*** Dataset extract ***

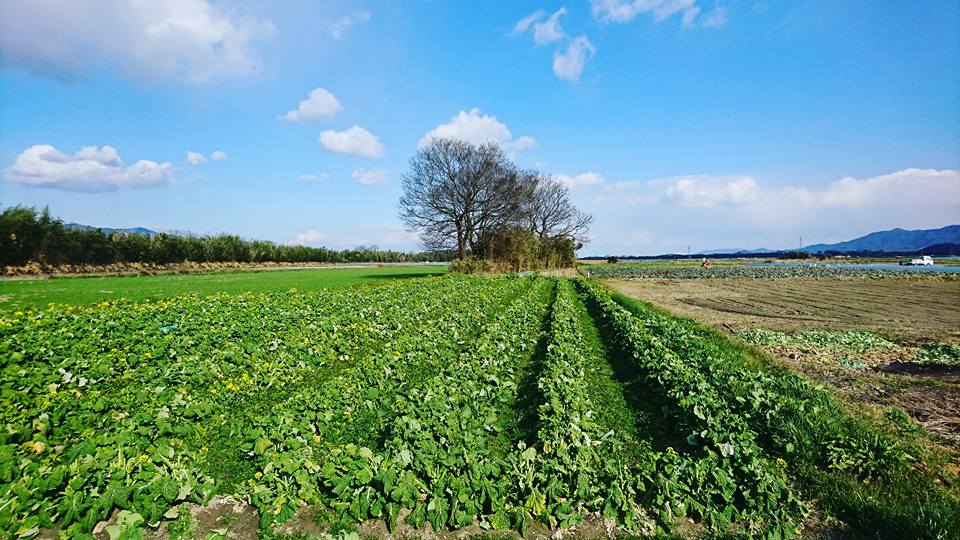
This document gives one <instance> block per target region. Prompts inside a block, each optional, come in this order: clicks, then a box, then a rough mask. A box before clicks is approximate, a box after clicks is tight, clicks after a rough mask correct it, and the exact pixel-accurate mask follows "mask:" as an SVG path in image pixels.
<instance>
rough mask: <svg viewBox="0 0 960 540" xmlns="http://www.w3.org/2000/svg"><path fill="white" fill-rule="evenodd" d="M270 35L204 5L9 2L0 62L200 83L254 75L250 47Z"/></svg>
mask: <svg viewBox="0 0 960 540" xmlns="http://www.w3.org/2000/svg"><path fill="white" fill-rule="evenodd" d="M274 31H275V28H274V26H273V23H271V22H270V21H269V20H265V19H259V18H256V17H253V16H249V15H242V14H239V13H237V12H236V11H235V10H231V9H227V8H226V7H224V6H222V5H221V4H220V3H217V4H216V5H215V4H212V3H211V2H209V1H208V0H177V1H173V2H134V1H129V0H98V1H96V2H92V1H83V2H77V1H73V0H47V1H44V2H36V1H29V0H12V1H8V2H4V5H3V16H2V17H0V59H2V62H3V64H7V65H15V66H20V67H23V68H25V69H27V70H29V71H31V72H33V73H38V74H41V75H48V76H54V77H58V78H65V77H75V76H79V75H82V74H83V73H84V72H85V71H86V70H87V69H88V68H89V67H91V66H93V65H96V64H99V63H104V62H105V63H107V64H110V65H113V66H116V67H118V68H119V69H120V71H122V72H124V73H126V74H129V75H132V76H134V77H137V78H142V79H148V80H158V79H164V78H176V79H181V80H184V81H186V82H189V83H202V82H207V81H210V80H213V79H220V78H228V77H247V76H250V75H252V74H255V73H256V72H257V71H258V70H259V68H260V65H261V63H260V60H259V59H258V58H257V55H256V54H255V52H254V50H253V46H254V43H255V42H256V41H258V40H261V39H263V38H265V37H267V36H269V35H270V34H272V33H273V32H274Z"/></svg>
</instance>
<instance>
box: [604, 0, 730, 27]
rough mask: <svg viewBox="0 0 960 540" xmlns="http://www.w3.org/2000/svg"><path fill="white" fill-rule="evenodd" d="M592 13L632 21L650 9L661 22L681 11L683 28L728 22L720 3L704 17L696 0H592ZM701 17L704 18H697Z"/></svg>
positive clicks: (617, 20) (650, 10)
mask: <svg viewBox="0 0 960 540" xmlns="http://www.w3.org/2000/svg"><path fill="white" fill-rule="evenodd" d="M592 12H593V16H594V17H595V18H597V19H598V20H600V21H601V22H605V23H625V22H629V21H632V20H633V19H635V18H636V17H637V15H639V14H641V13H649V14H650V15H651V16H652V17H653V20H654V21H656V22H661V21H664V20H666V19H669V18H670V17H672V16H674V15H676V14H678V13H679V14H681V15H682V19H681V24H682V25H683V26H684V28H693V27H695V26H697V25H698V22H699V25H700V26H722V25H723V24H725V23H726V22H727V18H726V12H725V11H724V9H723V8H722V7H721V6H719V5H718V6H716V7H715V8H714V10H713V11H712V12H711V13H710V14H709V15H705V16H703V17H700V14H701V9H700V7H698V6H697V5H696V0H593V2H592ZM698 17H699V18H700V19H702V20H700V21H698Z"/></svg>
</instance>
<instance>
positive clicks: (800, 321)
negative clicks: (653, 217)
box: [609, 278, 960, 342]
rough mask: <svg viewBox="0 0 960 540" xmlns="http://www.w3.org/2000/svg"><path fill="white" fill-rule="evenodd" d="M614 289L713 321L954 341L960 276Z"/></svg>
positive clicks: (613, 284)
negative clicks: (914, 278) (931, 338)
mask: <svg viewBox="0 0 960 540" xmlns="http://www.w3.org/2000/svg"><path fill="white" fill-rule="evenodd" d="M609 284H610V285H612V286H613V287H614V288H615V289H617V290H618V291H620V292H622V293H624V294H627V295H629V296H633V297H634V298H639V299H641V300H646V301H648V302H651V303H654V304H657V305H659V306H661V307H664V308H666V309H668V310H670V311H671V312H673V313H676V314H678V315H683V316H687V317H692V318H695V319H697V320H699V321H701V322H704V323H707V324H711V325H714V326H720V325H727V326H728V327H730V328H733V329H737V330H740V329H752V328H764V329H770V330H783V331H792V330H807V329H813V328H817V329H826V330H872V331H875V332H878V333H881V334H884V335H892V336H899V337H900V338H902V339H908V340H910V339H918V338H932V339H940V340H945V341H951V342H960V282H957V281H940V280H907V279H892V278H891V279H877V280H869V279H836V280H826V279H709V280H708V279H702V280H698V279H630V280H610V281H609Z"/></svg>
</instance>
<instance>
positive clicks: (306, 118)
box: [280, 88, 342, 122]
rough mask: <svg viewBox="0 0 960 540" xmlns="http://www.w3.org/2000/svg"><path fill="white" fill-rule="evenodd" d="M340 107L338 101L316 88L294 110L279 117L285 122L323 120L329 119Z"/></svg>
mask: <svg viewBox="0 0 960 540" xmlns="http://www.w3.org/2000/svg"><path fill="white" fill-rule="evenodd" d="M341 108H342V106H341V105H340V100H338V99H337V98H336V96H334V95H333V94H331V93H330V92H329V91H328V90H327V89H325V88H316V89H314V90H312V91H311V92H310V95H309V96H308V97H307V99H305V100H303V101H301V102H300V104H299V105H298V106H297V108H296V109H294V110H292V111H287V114H284V115H282V116H280V118H281V119H283V120H286V121H287V122H306V121H308V120H323V119H325V118H331V117H333V116H334V115H335V114H337V113H338V112H340V109H341Z"/></svg>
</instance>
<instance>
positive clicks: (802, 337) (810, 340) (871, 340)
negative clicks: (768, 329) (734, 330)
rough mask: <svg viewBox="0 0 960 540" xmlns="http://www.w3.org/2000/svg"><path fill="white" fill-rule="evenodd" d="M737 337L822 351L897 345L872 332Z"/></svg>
mask: <svg viewBox="0 0 960 540" xmlns="http://www.w3.org/2000/svg"><path fill="white" fill-rule="evenodd" d="M737 336H738V337H739V338H740V339H742V340H744V341H746V342H747V343H750V344H752V345H790V346H810V347H817V348H821V349H830V350H843V351H852V352H864V351H869V350H873V349H888V348H890V347H894V346H895V344H894V343H892V342H890V341H888V340H886V339H884V338H882V337H880V336H878V335H876V334H874V333H872V332H835V331H830V330H806V331H803V332H795V333H793V334H786V333H784V332H777V331H773V330H763V329H756V330H749V331H747V332H742V333H740V334H737Z"/></svg>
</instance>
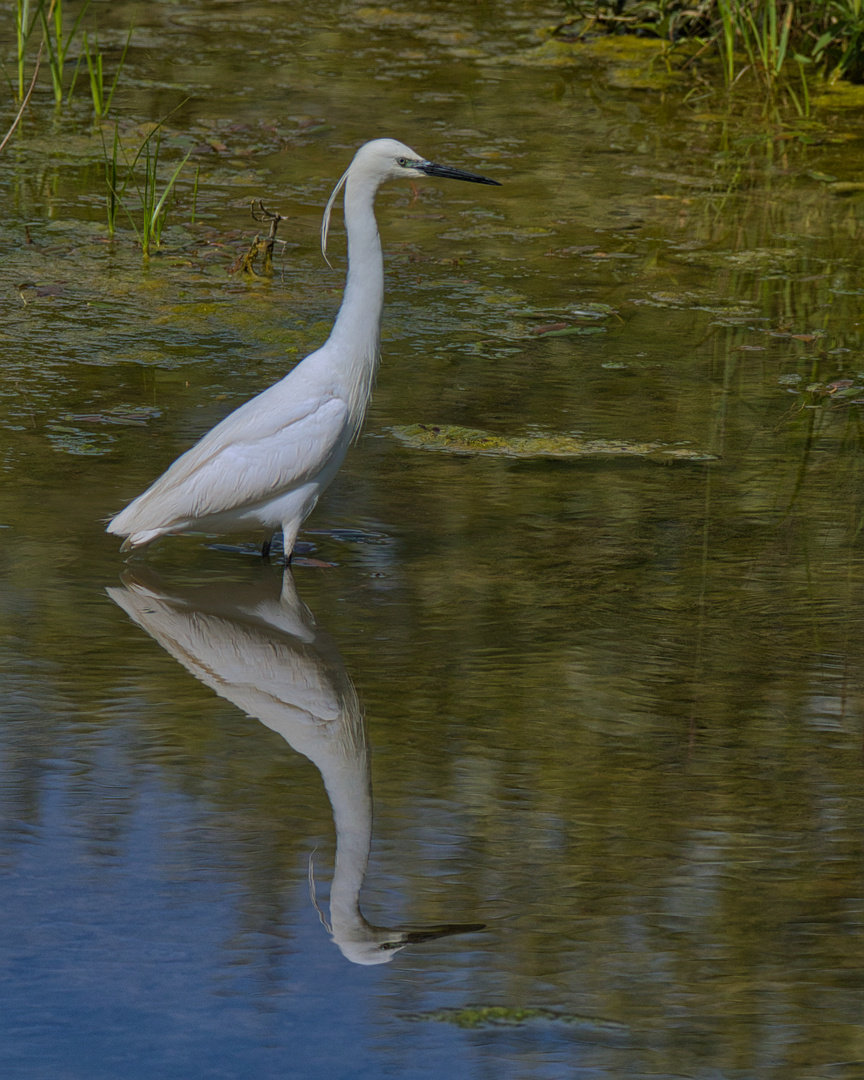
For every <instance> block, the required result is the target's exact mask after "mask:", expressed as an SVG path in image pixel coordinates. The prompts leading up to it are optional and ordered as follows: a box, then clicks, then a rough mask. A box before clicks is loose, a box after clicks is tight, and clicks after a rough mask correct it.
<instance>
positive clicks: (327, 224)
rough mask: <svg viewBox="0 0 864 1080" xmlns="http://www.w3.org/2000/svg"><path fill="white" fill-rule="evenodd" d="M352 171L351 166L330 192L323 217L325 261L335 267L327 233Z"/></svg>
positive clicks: (341, 177)
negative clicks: (341, 192) (333, 214)
mask: <svg viewBox="0 0 864 1080" xmlns="http://www.w3.org/2000/svg"><path fill="white" fill-rule="evenodd" d="M350 172H351V166H350V165H349V166H348V168H346V171H345V172H343V173H342V175H341V177H340V179H339V183H338V184H337V185H336V187H335V188H334V189H333V191H332V192H330V197H329V199H328V200H327V205H326V206H325V207H324V217H323V218H322V219H321V254H322V255H323V256H324V261H325V262H326V264H327V266H328V267H329V268H330V269H333V264H332V262H330V260H329V259H328V258H327V233H328V232H329V231H330V211H332V210H333V204H334V203H335V202H336V197H337V195H338V194H339V192H340V191H341V190H342V187H343V186H345V181H346V180H347V179H348V174H349V173H350Z"/></svg>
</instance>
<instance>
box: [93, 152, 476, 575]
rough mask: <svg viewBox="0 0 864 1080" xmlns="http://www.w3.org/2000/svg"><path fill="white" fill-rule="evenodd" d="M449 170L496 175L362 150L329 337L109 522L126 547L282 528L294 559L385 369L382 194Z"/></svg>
mask: <svg viewBox="0 0 864 1080" xmlns="http://www.w3.org/2000/svg"><path fill="white" fill-rule="evenodd" d="M422 175H426V176H442V177H449V178H451V179H460V180H470V181H472V183H475V184H497V180H490V179H487V178H486V177H484V176H475V175H473V174H471V173H465V172H462V171H461V170H457V168H450V167H449V166H447V165H436V164H434V163H433V162H430V161H427V160H424V159H422V158H420V157H418V154H416V153H415V152H414V150H411V149H409V148H408V147H407V146H405V145H404V144H402V143H397V141H396V140H395V139H387V138H383V139H375V140H374V141H372V143H367V144H366V145H365V146H362V147H361V148H360V150H357V152H356V154H355V156H354V159H353V161H352V162H351V165H350V166H349V168H348V170H347V172H346V173H345V174H343V175H342V177H341V179H340V180H339V183H338V185H337V186H336V188H335V190H334V192H333V194H332V195H330V199H329V201H328V203H327V206H326V210H325V212H324V221H323V225H322V249H323V248H325V246H326V239H327V229H328V226H329V215H330V210H332V207H333V203H334V201H335V199H336V195H337V194H338V192H339V190H340V189H341V188H342V187H345V221H346V229H347V232H348V280H347V282H346V289H345V295H343V297H342V303H341V307H340V309H339V314H338V316H337V319H336V323H335V324H334V327H333V330H332V333H330V336H329V337H328V338H327V340H326V342H325V343H324V345H323V346H322V347H321V348H320V349H319V350H318V351H316V352H313V353H311V354H310V355H309V356H307V357H306V360H303V361H301V363H299V364H298V365H297V366H296V367H295V368H294V369H293V370H292V372H291V373H289V374H288V375H287V376H285V378H284V379H282V380H281V381H280V382H276V383H275V384H274V386H272V387H270V388H269V389H268V390H265V391H264V392H262V393H260V394H258V396H257V397H253V399H252V400H251V401H248V402H246V403H245V405H241V406H240V408H238V409H235V411H233V413H231V414H230V415H229V416H227V417H226V418H225V419H224V420H222V421H221V422H220V423H218V424H216V427H215V428H213V429H212V430H211V431H208V432H207V434H206V435H204V437H203V438H202V440H201V441H200V442H199V443H197V444H195V445H194V446H193V447H192V448H191V449H190V450H187V453H186V454H184V455H183V456H181V457H179V458H177V460H176V461H175V462H174V464H172V465H171V468H170V469H168V470H167V471H166V472H165V473H163V474H162V476H160V477H159V480H158V481H156V483H154V484H152V485H151V486H150V487H149V488H148V489H147V490H146V491H145V492H144V494H143V495H139V496H138V498H137V499H135V500H133V501H132V502H131V503H130V504H129V505H127V507H126V508H125V510H123V511H121V512H120V513H119V514H118V515H117V516H116V517H114V518H112V521H111V522H109V524H108V531H109V532H113V534H116V535H117V536H121V537H125V540H124V542H123V545H122V549H121V550H122V551H129V550H130V549H131V548H139V546H141V545H144V544H148V543H150V542H151V541H152V540H156V539H157V537H160V536H164V535H165V534H167V532H187V531H198V532H244V531H254V530H261V529H264V530H265V531H266V534H267V536H268V537H269V536H270V535H271V534H273V532H276V531H279V530H280V529H281V530H282V532H283V538H284V549H285V554H286V556H289V554H291V551H292V549H293V546H294V541H295V539H296V537H297V531H298V529H299V527H300V525H301V524H302V522H303V519H305V518H306V517H307V516H308V515H309V514H310V513H311V511H312V509H313V507H314V505H315V503H316V502H318V499H319V496H320V495H321V492H322V491H323V490H324V488H325V487H326V486H327V485H328V484H329V482H330V481H332V480H333V477H334V476H335V475H336V473H337V471H338V470H339V467H340V465H341V463H342V459H343V458H345V455H346V453H347V450H348V447H349V446H350V445H351V442H352V441H353V440H354V438H355V437H356V435H357V432H359V431H360V427H361V424H362V422H363V417H364V415H365V411H366V406H367V405H368V402H369V397H370V395H372V387H373V381H374V379H375V372H376V368H377V366H378V342H379V328H380V322H381V308H382V303H383V259H382V256H381V242H380V239H379V237H378V226H377V222H376V220H375V212H374V201H375V193H376V191H377V190H378V187H379V186H380V185H381V184H382V183H383V181H384V180H387V179H395V178H400V177H402V178H413V177H418V176H422Z"/></svg>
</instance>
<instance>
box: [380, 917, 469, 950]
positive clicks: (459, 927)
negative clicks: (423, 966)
mask: <svg viewBox="0 0 864 1080" xmlns="http://www.w3.org/2000/svg"><path fill="white" fill-rule="evenodd" d="M392 929H393V932H394V933H400V931H399V930H397V929H396V928H395V927H394V928H392ZM485 929H486V923H485V922H445V923H443V924H442V926H440V927H428V928H427V929H426V930H403V931H402V932H401V934H400V936H399V937H397V939H396V940H395V941H392V942H381V946H380V947H381V948H382V949H390V948H402V947H403V946H404V945H416V944H417V943H418V942H431V941H434V940H435V939H436V937H450V936H451V935H453V934H475V933H476V932H477V931H478V930H485Z"/></svg>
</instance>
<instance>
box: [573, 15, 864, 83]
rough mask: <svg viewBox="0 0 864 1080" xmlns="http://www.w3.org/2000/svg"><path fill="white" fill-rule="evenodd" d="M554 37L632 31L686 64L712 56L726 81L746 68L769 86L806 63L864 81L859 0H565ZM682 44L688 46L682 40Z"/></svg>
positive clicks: (789, 73) (794, 73)
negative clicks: (608, 0)
mask: <svg viewBox="0 0 864 1080" xmlns="http://www.w3.org/2000/svg"><path fill="white" fill-rule="evenodd" d="M563 5H564V8H565V11H566V13H567V17H566V19H565V21H564V22H563V23H562V24H561V25H559V26H557V27H555V30H554V32H555V35H556V36H558V37H564V38H569V39H576V40H581V39H584V38H586V37H589V36H592V35H596V33H600V32H603V33H636V35H640V36H643V37H645V36H647V37H656V38H660V39H663V40H665V41H667V42H670V50H669V52H670V54H671V53H672V52H673V51H674V50H678V51H681V50H684V55H685V56H686V59H685V64H687V65H689V66H692V65H693V64H694V62H696V60H698V59H701V58H703V57H711V56H714V57H716V58H718V59H719V60H720V65H721V70H723V75H724V78H725V80H726V83H727V84H728V85H732V84H734V83H735V82H737V81H738V80H739V79H741V78H742V77H743V76H745V75H746V73H748V72H750V73H752V75H753V76H754V77H755V78H756V79H757V80H758V81H760V82H762V83H765V84H766V85H767V86H768V87H769V89H772V90H774V89H779V87H780V86H781V85H785V86H786V87H788V86H789V85H791V80H798V79H800V80H801V82H802V93H804V96H805V98H807V95H808V89H807V81H806V79H805V71H807V72H812V73H813V75H820V76H823V77H825V78H827V79H828V80H834V79H838V78H845V79H850V80H852V81H854V82H861V81H864V0H799V2H794V0H698V2H697V3H687V2H685V0H611V2H609V3H604V2H602V0H563ZM685 46H686V48H685Z"/></svg>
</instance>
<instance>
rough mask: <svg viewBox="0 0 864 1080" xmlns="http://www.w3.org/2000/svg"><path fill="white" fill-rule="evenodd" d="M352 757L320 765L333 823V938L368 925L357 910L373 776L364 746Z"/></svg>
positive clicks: (355, 937) (367, 825)
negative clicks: (331, 807) (334, 829)
mask: <svg viewBox="0 0 864 1080" xmlns="http://www.w3.org/2000/svg"><path fill="white" fill-rule="evenodd" d="M354 755H355V756H354V757H353V758H349V757H345V758H342V760H336V759H335V758H332V759H330V760H329V761H327V762H319V761H316V762H315V765H318V766H319V768H320V769H321V774H322V778H323V780H324V786H325V787H326V789H327V797H328V798H329V800H330V806H332V807H333V821H334V824H335V826H336V866H335V868H334V872H333V881H332V882H330V928H332V933H333V936H334V940H335V941H337V942H339V941H342V940H351V939H356V937H357V936H360V935H362V934H363V930H364V928H365V927H366V926H367V923H366V920H365V919H364V918H363V916H362V915H361V912H360V890H361V888H362V887H363V878H364V876H365V874H366V864H367V863H368V861H369V848H370V847H372V778H370V774H369V758H368V752H367V748H366V746H365V745H364V746H362V747H360V746H357V747H355V750H354Z"/></svg>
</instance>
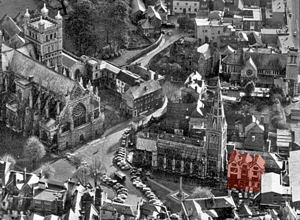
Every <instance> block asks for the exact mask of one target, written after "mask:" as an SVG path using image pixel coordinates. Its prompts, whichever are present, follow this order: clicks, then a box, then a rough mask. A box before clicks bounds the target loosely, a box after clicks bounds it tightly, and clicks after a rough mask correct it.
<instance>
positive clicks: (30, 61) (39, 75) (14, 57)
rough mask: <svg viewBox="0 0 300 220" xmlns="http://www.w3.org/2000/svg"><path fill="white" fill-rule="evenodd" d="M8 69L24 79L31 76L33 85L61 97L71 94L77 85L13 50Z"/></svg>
mask: <svg viewBox="0 0 300 220" xmlns="http://www.w3.org/2000/svg"><path fill="white" fill-rule="evenodd" d="M9 67H10V69H11V71H13V72H15V73H17V74H20V75H22V76H23V77H25V78H29V77H30V76H33V81H34V82H35V83H37V84H41V86H43V87H45V88H48V89H49V90H50V91H53V92H54V93H57V94H61V95H66V94H67V93H68V92H71V91H72V90H73V88H75V86H76V84H77V82H75V81H73V80H71V79H69V78H68V77H65V76H63V75H61V74H58V73H57V72H55V71H53V70H51V69H49V68H48V67H46V66H44V65H43V64H41V63H39V62H37V61H35V60H33V59H31V58H30V57H28V56H26V55H24V54H22V53H21V52H19V51H16V50H14V53H13V56H12V59H11V61H10V63H9Z"/></svg>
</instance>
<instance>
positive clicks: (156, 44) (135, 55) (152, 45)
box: [126, 34, 163, 65]
mask: <svg viewBox="0 0 300 220" xmlns="http://www.w3.org/2000/svg"><path fill="white" fill-rule="evenodd" d="M162 38H163V34H161V35H160V37H159V38H158V40H157V41H156V42H155V43H154V44H152V45H151V46H149V47H147V48H146V49H144V50H143V51H141V52H140V53H138V54H137V55H135V56H134V57H131V58H130V59H128V60H127V61H126V64H127V65H128V64H130V63H132V62H134V61H135V60H137V59H139V58H141V57H142V56H144V55H146V54H147V53H149V52H150V51H152V50H154V49H155V48H157V47H158V45H159V44H160V42H161V41H162Z"/></svg>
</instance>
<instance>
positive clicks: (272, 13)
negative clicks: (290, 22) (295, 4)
mask: <svg viewBox="0 0 300 220" xmlns="http://www.w3.org/2000/svg"><path fill="white" fill-rule="evenodd" d="M286 22H287V20H286V5H285V1H284V0H273V1H272V4H271V8H269V7H267V8H266V24H267V25H268V26H269V27H272V28H281V27H283V26H285V25H286Z"/></svg>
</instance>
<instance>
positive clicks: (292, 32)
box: [287, 0, 300, 48]
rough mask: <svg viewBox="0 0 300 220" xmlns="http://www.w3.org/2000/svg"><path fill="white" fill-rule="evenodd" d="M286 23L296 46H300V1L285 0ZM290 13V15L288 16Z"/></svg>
mask: <svg viewBox="0 0 300 220" xmlns="http://www.w3.org/2000/svg"><path fill="white" fill-rule="evenodd" d="M287 12H288V15H287V19H288V20H287V23H288V28H289V33H290V35H291V36H292V38H293V40H294V44H295V47H296V48H299V46H300V37H299V35H300V30H299V27H300V1H299V0H287ZM289 14H291V17H290V16H289Z"/></svg>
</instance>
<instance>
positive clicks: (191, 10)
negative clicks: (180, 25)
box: [172, 0, 200, 14]
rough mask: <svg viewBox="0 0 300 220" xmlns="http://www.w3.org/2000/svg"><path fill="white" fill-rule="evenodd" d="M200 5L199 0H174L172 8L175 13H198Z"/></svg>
mask: <svg viewBox="0 0 300 220" xmlns="http://www.w3.org/2000/svg"><path fill="white" fill-rule="evenodd" d="M199 7H200V5H199V1H197V0H187V1H182V0H174V1H173V7H172V10H173V14H197V12H198V11H199Z"/></svg>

*** End of Dataset extract ***

About this exercise:
The count, and nothing else: how many lines of the entries contain the word "optional"?

Response:
2